▶ Estratti da dati di annotazione a punti:
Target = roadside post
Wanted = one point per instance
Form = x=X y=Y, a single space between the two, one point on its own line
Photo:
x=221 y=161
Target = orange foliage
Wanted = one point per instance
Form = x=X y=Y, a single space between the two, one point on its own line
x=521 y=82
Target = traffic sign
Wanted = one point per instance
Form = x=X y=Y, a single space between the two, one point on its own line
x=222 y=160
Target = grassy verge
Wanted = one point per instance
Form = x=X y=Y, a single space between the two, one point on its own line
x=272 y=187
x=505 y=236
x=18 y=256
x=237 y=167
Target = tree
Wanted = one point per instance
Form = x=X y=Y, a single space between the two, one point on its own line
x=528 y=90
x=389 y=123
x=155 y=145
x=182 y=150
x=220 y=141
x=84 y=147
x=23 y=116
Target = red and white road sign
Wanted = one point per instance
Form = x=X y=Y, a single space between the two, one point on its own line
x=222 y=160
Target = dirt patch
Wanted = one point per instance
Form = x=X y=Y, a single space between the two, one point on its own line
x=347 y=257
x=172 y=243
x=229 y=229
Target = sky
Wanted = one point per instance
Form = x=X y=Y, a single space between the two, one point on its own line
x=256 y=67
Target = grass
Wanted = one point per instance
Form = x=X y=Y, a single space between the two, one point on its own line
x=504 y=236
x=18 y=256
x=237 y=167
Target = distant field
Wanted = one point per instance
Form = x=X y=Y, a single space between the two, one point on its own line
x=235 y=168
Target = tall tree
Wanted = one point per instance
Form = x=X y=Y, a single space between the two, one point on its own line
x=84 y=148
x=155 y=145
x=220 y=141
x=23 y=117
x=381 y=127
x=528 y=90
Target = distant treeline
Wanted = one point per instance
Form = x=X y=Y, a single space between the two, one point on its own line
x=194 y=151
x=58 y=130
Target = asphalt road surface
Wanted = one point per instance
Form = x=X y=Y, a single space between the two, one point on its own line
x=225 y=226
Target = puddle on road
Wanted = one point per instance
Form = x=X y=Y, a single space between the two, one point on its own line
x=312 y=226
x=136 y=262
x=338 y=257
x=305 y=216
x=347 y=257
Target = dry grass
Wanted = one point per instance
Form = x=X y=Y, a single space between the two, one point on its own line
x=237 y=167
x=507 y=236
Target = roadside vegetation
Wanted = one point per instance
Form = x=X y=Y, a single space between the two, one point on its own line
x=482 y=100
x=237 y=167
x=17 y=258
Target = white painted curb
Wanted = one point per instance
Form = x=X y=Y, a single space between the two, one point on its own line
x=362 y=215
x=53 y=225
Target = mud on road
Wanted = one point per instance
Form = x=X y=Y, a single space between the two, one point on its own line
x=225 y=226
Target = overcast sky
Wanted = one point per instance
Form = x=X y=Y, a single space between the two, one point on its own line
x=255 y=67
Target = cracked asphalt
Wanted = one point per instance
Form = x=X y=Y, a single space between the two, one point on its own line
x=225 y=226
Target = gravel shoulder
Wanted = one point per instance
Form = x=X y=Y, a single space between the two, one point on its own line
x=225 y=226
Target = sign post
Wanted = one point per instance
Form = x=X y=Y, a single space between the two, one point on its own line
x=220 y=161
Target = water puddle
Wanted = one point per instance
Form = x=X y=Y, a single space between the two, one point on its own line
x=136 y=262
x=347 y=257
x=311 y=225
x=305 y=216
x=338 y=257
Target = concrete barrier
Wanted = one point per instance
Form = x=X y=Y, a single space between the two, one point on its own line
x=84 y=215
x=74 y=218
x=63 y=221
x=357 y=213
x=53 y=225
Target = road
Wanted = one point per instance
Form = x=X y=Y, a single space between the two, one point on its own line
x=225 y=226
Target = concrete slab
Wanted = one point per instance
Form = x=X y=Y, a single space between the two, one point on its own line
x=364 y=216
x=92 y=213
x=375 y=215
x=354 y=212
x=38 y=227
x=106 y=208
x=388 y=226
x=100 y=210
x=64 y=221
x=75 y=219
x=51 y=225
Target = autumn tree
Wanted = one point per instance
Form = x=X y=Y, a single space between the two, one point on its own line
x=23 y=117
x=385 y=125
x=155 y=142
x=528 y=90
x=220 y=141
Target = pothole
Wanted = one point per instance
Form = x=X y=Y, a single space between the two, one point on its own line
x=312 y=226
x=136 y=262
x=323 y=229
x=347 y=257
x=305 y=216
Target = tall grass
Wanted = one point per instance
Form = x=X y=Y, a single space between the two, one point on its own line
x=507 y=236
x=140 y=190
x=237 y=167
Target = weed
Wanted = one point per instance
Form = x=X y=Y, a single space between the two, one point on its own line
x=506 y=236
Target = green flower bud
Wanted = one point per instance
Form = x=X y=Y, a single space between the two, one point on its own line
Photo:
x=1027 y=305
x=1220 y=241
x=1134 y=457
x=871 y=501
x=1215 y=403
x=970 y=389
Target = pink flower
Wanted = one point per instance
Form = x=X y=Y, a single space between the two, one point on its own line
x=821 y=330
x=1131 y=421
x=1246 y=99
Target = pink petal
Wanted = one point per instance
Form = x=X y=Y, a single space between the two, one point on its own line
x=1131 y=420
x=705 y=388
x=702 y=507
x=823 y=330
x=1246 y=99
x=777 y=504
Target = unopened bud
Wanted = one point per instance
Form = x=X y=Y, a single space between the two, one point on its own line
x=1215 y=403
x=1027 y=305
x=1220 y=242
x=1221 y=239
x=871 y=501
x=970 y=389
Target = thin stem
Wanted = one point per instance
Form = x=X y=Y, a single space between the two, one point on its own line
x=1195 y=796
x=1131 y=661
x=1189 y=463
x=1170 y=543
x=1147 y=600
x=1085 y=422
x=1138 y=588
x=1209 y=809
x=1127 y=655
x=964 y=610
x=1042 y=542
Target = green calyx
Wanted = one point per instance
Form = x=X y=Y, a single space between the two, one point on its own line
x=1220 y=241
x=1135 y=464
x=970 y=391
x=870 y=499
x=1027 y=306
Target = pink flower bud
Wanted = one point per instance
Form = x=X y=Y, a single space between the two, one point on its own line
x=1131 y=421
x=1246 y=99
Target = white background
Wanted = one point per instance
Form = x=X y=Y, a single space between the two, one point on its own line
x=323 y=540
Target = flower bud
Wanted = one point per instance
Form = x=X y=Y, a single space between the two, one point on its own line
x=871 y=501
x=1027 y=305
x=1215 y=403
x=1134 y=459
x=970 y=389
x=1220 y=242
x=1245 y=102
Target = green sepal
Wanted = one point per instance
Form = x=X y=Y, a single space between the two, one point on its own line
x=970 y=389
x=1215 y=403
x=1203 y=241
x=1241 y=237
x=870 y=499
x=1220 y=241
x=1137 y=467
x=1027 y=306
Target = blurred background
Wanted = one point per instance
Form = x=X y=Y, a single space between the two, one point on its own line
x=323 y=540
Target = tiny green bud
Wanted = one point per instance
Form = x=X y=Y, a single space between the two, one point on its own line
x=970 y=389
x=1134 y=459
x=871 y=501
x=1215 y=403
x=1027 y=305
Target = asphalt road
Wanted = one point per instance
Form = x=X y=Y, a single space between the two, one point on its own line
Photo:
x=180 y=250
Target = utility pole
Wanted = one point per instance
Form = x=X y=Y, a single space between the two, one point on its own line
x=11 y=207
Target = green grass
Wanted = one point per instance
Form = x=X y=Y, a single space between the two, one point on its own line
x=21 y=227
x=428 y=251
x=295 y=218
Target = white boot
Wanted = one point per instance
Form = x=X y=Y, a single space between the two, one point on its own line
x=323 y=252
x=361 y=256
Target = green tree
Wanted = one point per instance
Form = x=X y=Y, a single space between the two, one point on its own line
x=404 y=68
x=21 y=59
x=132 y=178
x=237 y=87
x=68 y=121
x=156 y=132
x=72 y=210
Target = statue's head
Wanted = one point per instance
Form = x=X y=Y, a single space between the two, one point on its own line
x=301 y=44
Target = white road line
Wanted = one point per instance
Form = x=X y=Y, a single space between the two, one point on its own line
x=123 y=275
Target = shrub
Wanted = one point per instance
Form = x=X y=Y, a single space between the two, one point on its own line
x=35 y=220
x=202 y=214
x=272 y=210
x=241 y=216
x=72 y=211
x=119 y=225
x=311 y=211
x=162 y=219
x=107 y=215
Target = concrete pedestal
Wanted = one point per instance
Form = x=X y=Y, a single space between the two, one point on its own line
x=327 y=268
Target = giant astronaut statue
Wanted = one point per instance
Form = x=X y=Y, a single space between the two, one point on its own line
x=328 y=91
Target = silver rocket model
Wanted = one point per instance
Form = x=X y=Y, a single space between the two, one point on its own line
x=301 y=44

▶ ESERCIZIO ASSEGNATO:
Per favore, presenta come tabella Markdown con le colonne "Numero" e "Riga" le righe del materiale dalla riga che contiene "Target = green sepal" fino alla riga che contiene "x=180 y=250", entrambe incluse. Tralascia le righe vuote.

▶ RISPOSTA ALL'ESERCIZIO:
| Numero | Riga |
|---|---|
| 1 | Target = green sepal |
| 2 | Wanted = one point per instance |
| 3 | Form = x=X y=Y, a single space between the two, one point on its own line |
| 4 | x=970 y=389 |
| 5 | x=1215 y=403 |
| 6 | x=1203 y=241 |
| 7 | x=1241 y=237 |
| 8 | x=870 y=499 |
| 9 | x=1220 y=241 |
| 10 | x=1137 y=467 |
| 11 | x=1027 y=306 |
| 12 | Target = blurred background |
| 13 | Wanted = one point per instance |
| 14 | Form = x=X y=Y, a single space between the two, one point on its own line |
| 15 | x=323 y=540 |
| 16 | Target = tiny green bud |
| 17 | Wanted = one point per instance |
| 18 | Form = x=X y=Y, a single space between the two, one point on its own line |
| 19 | x=970 y=389 |
| 20 | x=1134 y=459 |
| 21 | x=871 y=501 |
| 22 | x=1215 y=403 |
| 23 | x=1027 y=305 |
| 24 | Target = asphalt road |
| 25 | Wanted = one point per instance |
| 26 | Form = x=X y=Y, a single space between the two, one point on its own line |
| 27 | Photo: |
| 28 | x=180 y=250 |